**Directions for this task**. Which lines of the entries hold the string "window"? Copy each one.

(Referring expression pointing data)
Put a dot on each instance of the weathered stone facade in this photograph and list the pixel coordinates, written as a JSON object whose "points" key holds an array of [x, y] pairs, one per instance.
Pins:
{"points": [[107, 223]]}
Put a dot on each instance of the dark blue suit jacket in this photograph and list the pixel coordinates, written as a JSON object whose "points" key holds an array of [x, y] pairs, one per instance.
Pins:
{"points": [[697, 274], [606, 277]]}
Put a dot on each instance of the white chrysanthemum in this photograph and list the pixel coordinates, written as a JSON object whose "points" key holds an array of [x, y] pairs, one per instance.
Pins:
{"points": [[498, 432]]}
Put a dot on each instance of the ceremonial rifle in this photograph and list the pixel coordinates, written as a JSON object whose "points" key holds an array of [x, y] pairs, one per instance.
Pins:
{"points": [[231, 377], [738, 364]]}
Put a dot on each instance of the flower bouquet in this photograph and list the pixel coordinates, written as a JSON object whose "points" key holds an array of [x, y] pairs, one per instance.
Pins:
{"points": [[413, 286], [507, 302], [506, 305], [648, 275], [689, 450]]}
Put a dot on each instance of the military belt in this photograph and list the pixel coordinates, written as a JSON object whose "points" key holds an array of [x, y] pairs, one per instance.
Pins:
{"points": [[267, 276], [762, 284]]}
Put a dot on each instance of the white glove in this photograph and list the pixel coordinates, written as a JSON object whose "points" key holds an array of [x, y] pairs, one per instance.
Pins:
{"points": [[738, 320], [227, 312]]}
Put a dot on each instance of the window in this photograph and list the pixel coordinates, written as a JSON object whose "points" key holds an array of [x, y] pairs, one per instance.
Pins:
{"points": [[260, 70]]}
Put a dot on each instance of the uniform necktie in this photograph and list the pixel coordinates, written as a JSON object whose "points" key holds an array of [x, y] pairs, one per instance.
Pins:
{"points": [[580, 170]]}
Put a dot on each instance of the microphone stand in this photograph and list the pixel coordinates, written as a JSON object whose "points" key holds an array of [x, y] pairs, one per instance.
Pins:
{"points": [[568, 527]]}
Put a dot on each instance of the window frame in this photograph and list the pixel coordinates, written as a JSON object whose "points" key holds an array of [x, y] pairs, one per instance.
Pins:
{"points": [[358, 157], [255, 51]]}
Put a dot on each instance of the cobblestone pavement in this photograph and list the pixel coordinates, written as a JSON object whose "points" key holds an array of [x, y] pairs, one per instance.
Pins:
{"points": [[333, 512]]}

**Task answer**.
Put a dot on each instance of the window in this photograph and list the pixel coordinates, written as a JSON object whose "points" key holds an array of [x, y] pairs, one per instance.
Put a dot on each instance of the window frame in this photograph and list the pixel coordinates, written as a JSON object whose "points" key holds an array of [x, y] pairs, one per instance.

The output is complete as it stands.